## やること:
A - 下にある半角カナについての文章から、文字符号化方式をすべて拾い出し、それぞれに添えられたRFC番号と一緒に並べてください。
B - 半角カナについての文章を、最後の文のあとから書き継いでください。

## 本文の一部:
* * *

インターネット ルール&マナー検定 (rm.iajapan.org)」。話題のようなので、みぃはぁな私は早速「信頼済みサイト」に登録してチャレンジしてみました。

※「信頼」するのはスクリプトを有効にするためです。ちなみに、フォームの submit ボタンのようなものは実際には submit ボタンではありません。そのため、IE6 でもパスワードのオートコンプリートが利用できないという結構つらい罠があります。

いろいろな意味で難問揃いです。私が特に悩んだのはこれ。

設問 50 インターネットで、半角カナ(JIS X 0201カナ集合)を使ってはならないとされる理由を選びなさい。

1 全角と半角の2つは必要ないから

2 文字が小さくて読みにくいから

3 半角カナは時代遅れだから

4 インターネットの標準には含まれていないから

消去法で考えました。まず、明確に判断できるのは 4 です。半角カナが「インターネットの標準」に含まれているかは客観的に判断できます。

※見た瞬間に「インターネットの標準」とは何なのかという疑問が湧く人もいるでしょうけれど、実は設問 17 に「インターネットで使われる技術の標準を記した文書は」という問題がありました。その選択肢は GNU, RFC, ISO, XML でした。答えは GNU や XML ではあり得ませんし、ISO は組織であって文書ではありませんから、問題作成者は「インターネットの標準」たる基準を RFC に求めているものと思われます。ここではそれを前提として考えています。

さて半角カナですが、これは ISO10646 (Unicode) の基本多言語面に "halfwidth-katakana-letter" として定義されている文字で、UTF-8 (RFC2279) でも UTF-16 (RFC2781) でも問題なく表現することができます。ISO に根拠を求めても、RFC に根拠を求めても、半角カナが「含まれている」ことは明確です。これが「インターネットの標準」に含まれることは間違いないでしょう。よって 4 は消えます。

ただし、話をインターネットメールに限るなら 4 が正解となる可能性はあります。日本語のメールでは、今でも文字符号化方式は ISO-2022-JP (RFC1468) が主流です。ISO-2022-JP では、そもそも半角カナが表現できません。にもかかわらず、それを無理やり独自の符号化で表現しようとするメーラが存在していて、そのため半角カナを使用すると文字化けして読めなくなることがよくありました。しかし、これは特定のメーラの実装に関する問題に過ぎませんし、UTF-7 (RFC2152) で符号化したメールで半角カナを使用するという選択肢もありますから、やはり「インターネットの標準」に半角カナは含まれることになるでしょう。

これで 4 が消えましたので、次に 2 について検討します。文字が小さくて読みにくいかどうかは、ユーザのフォントの設定などに依存する問題です。実際、「MS UI ゴシック」などでは全角のカタカナも半角のカタカナも大差ありません。濁点や半濁点が文字と独立しているのが読みにくい、という話を聞いたことがありますが、選択肢 2 はあくまで文字の大きさだけを問題にしていますから、違うでしょう。

これで 2 が消え、残ったのは 1 と 3 ですが、実はどちらにも論拠があります。ISO 10646 は「一つの文字には一つのコードポイントを割り当てる」ということを前提としています (そのために「似たような文字」がくっついてしまったりしていますが、それはまた別の話)。この原則からすると全角と半角は一つにまとまるべきなのですが、既存の符号化方式との変換の際に支障が出るという理由で、あえて半角カナを定義しています。つまり以下のようなことが言えます。

* * *

## 位置注釈データセットからの抜粋:
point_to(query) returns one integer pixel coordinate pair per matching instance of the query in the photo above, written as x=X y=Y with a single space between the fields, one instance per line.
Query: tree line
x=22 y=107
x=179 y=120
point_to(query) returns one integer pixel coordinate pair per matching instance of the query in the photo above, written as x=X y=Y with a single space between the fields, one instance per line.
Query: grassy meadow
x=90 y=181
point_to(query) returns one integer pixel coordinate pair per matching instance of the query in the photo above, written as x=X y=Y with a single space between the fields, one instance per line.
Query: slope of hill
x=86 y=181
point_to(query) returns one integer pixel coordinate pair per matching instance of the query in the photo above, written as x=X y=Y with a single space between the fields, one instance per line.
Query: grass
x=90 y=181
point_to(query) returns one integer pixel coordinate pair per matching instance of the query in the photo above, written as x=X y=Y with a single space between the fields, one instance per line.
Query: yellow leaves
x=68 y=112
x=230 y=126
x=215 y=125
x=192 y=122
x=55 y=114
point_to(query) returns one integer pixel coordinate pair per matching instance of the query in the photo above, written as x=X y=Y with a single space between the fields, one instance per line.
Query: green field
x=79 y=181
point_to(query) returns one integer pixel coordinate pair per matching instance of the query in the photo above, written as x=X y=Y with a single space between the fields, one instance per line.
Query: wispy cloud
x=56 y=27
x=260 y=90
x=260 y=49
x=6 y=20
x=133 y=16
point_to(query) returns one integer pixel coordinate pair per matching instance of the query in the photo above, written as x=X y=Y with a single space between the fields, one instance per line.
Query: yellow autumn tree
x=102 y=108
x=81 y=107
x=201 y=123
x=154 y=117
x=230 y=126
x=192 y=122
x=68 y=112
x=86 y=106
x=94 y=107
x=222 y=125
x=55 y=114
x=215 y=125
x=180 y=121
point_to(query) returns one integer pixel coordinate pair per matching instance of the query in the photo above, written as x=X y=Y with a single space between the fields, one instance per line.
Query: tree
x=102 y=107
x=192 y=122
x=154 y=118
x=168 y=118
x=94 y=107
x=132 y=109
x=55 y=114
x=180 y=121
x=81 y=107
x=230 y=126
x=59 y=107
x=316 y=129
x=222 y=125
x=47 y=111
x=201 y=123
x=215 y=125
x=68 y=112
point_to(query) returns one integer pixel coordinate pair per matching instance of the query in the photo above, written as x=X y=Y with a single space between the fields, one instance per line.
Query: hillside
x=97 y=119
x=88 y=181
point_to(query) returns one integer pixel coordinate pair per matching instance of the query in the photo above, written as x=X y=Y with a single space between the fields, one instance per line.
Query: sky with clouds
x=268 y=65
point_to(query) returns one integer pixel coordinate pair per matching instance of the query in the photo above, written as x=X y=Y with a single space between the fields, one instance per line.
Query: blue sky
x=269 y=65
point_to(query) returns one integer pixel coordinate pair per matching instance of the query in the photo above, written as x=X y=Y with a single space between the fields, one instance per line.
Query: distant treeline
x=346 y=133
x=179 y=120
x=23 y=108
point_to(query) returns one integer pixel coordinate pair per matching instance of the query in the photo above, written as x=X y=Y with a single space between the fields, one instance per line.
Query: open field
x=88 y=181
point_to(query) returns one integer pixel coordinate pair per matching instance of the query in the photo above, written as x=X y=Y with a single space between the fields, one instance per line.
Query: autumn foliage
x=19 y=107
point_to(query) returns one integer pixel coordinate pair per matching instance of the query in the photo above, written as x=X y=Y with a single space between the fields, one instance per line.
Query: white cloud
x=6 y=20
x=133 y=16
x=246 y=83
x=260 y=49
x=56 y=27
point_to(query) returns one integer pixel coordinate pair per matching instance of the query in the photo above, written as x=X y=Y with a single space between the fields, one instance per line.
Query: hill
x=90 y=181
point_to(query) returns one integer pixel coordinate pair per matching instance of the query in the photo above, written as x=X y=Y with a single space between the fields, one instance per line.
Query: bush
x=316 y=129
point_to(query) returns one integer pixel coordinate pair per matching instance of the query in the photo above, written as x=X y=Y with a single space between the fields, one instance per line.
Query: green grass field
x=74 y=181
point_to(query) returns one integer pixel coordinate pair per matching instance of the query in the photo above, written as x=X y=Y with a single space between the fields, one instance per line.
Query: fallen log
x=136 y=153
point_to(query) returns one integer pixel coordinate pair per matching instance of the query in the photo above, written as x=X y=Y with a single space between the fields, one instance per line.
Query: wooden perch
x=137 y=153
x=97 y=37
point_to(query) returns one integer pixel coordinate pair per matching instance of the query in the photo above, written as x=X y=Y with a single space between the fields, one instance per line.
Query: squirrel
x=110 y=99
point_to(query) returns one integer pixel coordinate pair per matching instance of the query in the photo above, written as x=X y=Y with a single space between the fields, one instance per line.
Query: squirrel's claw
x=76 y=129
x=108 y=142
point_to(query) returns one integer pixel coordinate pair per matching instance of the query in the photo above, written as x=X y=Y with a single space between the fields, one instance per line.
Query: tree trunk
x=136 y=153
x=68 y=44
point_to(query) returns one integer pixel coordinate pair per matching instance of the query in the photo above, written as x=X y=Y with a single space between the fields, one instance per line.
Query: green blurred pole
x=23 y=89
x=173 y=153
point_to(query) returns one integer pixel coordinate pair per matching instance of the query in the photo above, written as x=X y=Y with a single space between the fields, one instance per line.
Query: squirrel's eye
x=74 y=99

* * *

## それぞれの答え:
A -
- UTF-8(RFC2279)
- UTF-16(RFC2781)
- ISO-2022-JP(RFC1468)
- UTF-7(RFC2152)

B -
こう考えると 1 と 3 のどちらも正しいのですが、後者についてよく考えてみると、Shift_JIS や EUC-JP などは本当に過去のものなのか、という疑問が湧きます。UTF-8 が使われる場面は増えてきましたが、現在でも Web サイトの多くは Shift_JIS や EUC-JP などで符号化されています。

これで 3 が消え、1 が残りました。自信をもって回答したのですが……。

正解 4

解説

日本語のメッセージをやりとりするためのエンコーディング方法は、 RFC1554に定義されています。インターネットのようなさまざまな環境で互換性が期待できるのは、標準としてRFC1554に定義されている ISO-2022-JP (RFC1468), ISO-2022-JP2 (RFC1554) となります。これには、JIS X 0201カナ集合は含まれていないことから、使わない方が望ましいとされています。

やってもうた。

……いや、いちおうそういう (出題者がショボイという) 可能性も考えないではなかったのですが、「JIS X 0201カナ集合」なんて言葉が使われているので、出題者は JIS 規格や ISO 規格や RFC などの内容には精通しているのかなと思ってしまったりした次第でありまして。

※しつこいようですが明確に宣言しておきますと、HTML の仕様は文字符号化方式を ISO-2022-JP に限定などしておらず、むしろ RFC2854 などは明確に UTF-8 を推奨しています。そして前に述べたとおり、UTF-8 では半角カタカナが表現できます。使うべきかどうかはまた別の話ですが、少なくとも「RFC に含まれていない」というのは完全に誤りといって良いでしょう。

あとついでに、私が自信を持って間違えた問題。

設問 73 Webページから動画や音声など大型のファイルをダウンロードできるようにする場合、表示しておくと親切な情報を選びなさい。

1 ファイル形式を表示しておく

2 ファイル名を表示しておく

3 ファイルが大きいと注意しておく

4 ファイルサイズを表示しておく

ファイルをダウンロードしても、それが自分の環境で利用できないものだったら意味がありません。特に動画や音声にはファイル形式がたくさんありますから、必ずしも再生できるとは限りません。ファイルが大きければそれだけ「ダウンロードしたけど再生できなかった」時のダメージは大きくなるでしょう。サイズも重要ですが、それ以前にまずファイル形式を明示しなければお話になりません。

こう考えて、自信を持って 1 を選択。

正解 4

解説

動画や音声などサイズの大きいデータを配布する(ダウンロードさせる)場合は、前もってそのデータのサイズを表示しておきましょう。(一般版「インターネットを利用する方のためのルール&マナー集」 - 「6. ホームページ」より)

……ひょっとして考えすぎなのでしょうか、私。

もうひとつ。

設問88 パソコンのシステムカレンダーと時計が実際より3日ほど早くなっていました。こうしたパソコンから送られたメールは、相手方にどのように見えるでしょう?次から正しいと思われるものを選びなさい。

1 そうしたメールは届かない

2 日付が3日後の「未来からのメール」になる

3 日付が3日前の「過去からのメール」になる

4 サーバが日付や時間を直してくれるので影響ない

分かりやすく (?) 言い換えると「メールヘッダの Date: フィールドはどの時計に依存するか」という問題です。これは最初に SMTP を喋ったものが設定しているはずです。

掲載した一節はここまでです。